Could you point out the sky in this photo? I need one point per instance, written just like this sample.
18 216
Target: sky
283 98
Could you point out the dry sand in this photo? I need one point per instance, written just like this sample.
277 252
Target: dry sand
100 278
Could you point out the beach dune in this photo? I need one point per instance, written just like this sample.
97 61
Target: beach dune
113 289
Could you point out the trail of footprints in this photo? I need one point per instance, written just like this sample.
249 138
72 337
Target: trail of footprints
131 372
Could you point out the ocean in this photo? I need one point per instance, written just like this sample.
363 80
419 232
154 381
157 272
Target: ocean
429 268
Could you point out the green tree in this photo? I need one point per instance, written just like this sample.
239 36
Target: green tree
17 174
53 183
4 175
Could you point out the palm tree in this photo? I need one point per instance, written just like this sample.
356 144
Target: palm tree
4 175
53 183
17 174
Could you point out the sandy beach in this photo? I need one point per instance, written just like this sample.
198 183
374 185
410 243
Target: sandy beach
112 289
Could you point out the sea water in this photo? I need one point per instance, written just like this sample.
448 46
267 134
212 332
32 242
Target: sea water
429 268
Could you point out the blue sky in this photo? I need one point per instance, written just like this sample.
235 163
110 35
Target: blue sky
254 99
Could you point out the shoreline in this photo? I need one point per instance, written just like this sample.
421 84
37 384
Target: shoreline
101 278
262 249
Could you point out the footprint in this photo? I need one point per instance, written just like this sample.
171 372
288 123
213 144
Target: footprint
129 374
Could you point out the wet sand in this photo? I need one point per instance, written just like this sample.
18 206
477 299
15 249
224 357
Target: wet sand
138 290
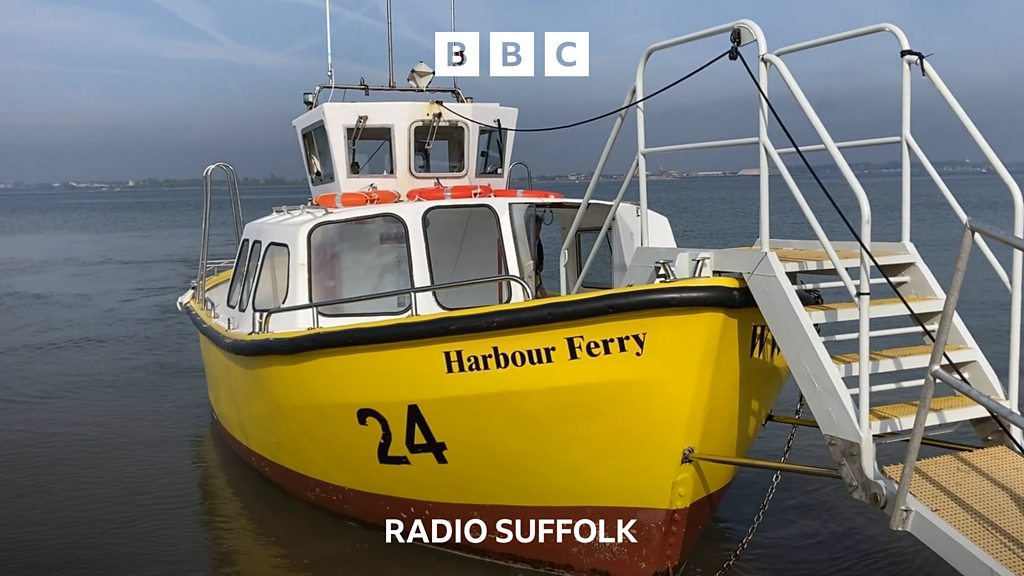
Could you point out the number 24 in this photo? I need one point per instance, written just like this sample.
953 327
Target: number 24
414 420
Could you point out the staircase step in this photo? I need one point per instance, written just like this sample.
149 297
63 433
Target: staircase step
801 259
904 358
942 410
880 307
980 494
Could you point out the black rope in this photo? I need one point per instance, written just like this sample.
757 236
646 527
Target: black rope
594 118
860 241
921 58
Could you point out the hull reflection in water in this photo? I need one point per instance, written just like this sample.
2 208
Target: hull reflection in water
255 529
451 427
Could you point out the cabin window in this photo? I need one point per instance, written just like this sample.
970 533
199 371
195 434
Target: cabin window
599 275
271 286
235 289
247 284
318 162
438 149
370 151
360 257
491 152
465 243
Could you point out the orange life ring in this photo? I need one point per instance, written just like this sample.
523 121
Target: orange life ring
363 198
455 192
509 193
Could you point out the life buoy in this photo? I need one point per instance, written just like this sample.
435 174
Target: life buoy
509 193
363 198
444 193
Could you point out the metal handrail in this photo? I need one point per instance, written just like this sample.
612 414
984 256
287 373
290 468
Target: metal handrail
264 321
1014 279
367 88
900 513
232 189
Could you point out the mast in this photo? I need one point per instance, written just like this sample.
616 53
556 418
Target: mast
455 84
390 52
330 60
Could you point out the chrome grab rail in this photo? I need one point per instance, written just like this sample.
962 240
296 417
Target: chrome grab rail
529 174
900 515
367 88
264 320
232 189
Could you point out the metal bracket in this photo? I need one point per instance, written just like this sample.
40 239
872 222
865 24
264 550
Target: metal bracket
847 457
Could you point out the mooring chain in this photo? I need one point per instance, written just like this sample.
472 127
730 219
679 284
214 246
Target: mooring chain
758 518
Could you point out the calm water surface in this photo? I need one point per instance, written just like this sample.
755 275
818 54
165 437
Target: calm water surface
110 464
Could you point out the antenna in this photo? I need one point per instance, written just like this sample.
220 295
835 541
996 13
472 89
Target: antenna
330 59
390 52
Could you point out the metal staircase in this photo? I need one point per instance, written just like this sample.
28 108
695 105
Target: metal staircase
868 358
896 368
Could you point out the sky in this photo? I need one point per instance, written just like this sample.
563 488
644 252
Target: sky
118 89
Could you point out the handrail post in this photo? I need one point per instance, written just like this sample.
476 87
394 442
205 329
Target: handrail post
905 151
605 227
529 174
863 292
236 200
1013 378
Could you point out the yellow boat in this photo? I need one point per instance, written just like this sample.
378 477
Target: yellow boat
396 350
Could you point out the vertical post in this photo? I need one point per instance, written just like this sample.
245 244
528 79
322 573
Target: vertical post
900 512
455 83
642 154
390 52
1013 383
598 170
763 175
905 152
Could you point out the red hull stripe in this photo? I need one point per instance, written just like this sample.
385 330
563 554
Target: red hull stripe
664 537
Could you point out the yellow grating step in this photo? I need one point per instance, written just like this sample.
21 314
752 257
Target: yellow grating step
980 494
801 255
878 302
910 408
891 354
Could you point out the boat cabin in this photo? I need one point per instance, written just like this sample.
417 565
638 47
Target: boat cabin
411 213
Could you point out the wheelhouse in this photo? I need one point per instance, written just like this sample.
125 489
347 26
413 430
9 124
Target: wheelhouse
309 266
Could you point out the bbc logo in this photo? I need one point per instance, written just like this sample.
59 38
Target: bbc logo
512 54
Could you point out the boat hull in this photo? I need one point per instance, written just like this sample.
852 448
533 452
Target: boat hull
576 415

━━━━━━━━━━

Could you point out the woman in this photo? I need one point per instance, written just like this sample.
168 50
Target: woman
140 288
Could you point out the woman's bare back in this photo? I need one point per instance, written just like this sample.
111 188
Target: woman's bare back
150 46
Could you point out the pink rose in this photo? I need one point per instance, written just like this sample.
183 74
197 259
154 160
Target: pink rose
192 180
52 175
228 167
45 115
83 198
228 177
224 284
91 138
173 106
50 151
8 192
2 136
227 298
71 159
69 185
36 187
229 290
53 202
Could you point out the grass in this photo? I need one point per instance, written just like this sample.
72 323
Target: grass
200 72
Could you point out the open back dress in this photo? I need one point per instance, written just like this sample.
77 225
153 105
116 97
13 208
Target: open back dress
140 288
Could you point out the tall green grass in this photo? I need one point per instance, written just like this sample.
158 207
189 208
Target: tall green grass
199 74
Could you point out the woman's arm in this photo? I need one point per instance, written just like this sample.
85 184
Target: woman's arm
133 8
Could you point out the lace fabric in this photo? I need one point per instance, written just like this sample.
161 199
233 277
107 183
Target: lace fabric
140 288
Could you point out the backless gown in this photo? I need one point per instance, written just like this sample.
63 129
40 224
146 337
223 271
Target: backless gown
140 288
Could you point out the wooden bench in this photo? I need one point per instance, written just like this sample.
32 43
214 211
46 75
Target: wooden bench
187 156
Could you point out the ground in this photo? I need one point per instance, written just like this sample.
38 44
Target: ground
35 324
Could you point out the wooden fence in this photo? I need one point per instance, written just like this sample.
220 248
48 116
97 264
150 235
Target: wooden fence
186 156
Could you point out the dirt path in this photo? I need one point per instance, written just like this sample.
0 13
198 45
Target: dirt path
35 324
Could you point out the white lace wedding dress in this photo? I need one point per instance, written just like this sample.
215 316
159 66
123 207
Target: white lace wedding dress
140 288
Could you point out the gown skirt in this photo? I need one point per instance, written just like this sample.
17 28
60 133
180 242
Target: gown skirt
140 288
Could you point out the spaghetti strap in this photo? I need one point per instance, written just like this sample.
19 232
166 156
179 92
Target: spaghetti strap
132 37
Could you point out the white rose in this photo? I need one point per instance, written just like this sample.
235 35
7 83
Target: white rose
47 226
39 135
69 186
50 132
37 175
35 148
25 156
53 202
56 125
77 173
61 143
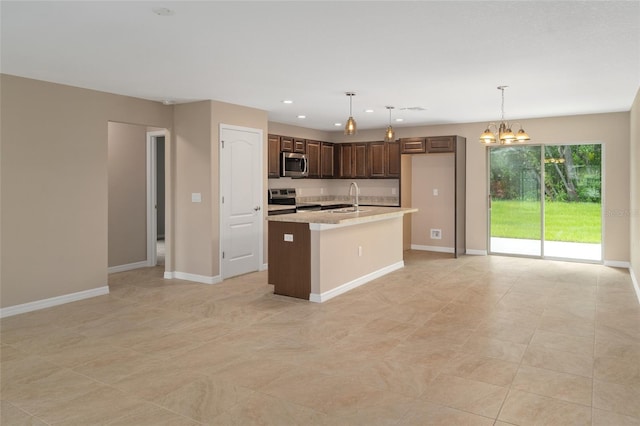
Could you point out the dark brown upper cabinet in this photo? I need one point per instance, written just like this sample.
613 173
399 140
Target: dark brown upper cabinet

━━━━━━━━━━

→ **WORK TASK**
When the entries above show the word "dark" in a line, copy that line out.

→ **WRITTEN ANSWER**
Could you point out the dark brown upper cabinet in this photo? I need one point per instance, written just like this sample.
Target: dark brown upper cabinet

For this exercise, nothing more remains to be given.